**Aim of the exercise:** Can you transcribe each of the lines below character for character?

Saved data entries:
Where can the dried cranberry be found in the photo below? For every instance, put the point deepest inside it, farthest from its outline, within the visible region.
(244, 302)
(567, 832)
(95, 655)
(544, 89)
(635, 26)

**Correct response:**
Where can the dried cranberry be found in the photo below? For every instance, put the point deepest inside it, farthest from its outline, within the visible region.
(244, 302)
(567, 832)
(95, 655)
(544, 89)
(635, 26)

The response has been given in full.